_PROBLEM REQUIREMENTS_
Gather every line of the listing below that contains the string "dirt". Case counts.
═════ SUPPLIED MATERIAL
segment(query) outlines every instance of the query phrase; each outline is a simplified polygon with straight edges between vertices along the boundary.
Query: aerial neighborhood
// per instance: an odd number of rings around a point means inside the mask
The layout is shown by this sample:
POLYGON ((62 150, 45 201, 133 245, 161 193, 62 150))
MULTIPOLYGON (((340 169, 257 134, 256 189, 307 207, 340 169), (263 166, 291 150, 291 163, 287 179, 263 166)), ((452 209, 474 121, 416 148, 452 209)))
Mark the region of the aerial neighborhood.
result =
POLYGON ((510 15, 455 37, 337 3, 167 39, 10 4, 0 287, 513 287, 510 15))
══════════
═════ SUPPLIED MATERIAL
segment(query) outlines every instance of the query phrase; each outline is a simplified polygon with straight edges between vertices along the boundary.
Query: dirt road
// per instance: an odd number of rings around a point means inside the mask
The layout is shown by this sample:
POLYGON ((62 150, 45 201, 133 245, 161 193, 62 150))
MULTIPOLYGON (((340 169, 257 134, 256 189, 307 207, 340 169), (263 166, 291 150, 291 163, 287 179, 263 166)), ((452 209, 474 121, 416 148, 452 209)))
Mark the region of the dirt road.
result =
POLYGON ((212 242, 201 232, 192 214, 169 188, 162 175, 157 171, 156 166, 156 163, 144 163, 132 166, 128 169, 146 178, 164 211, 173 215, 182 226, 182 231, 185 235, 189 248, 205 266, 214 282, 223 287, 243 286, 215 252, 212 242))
══════════
_FULL ANSWER_
Query: dirt road
Mark the region of the dirt road.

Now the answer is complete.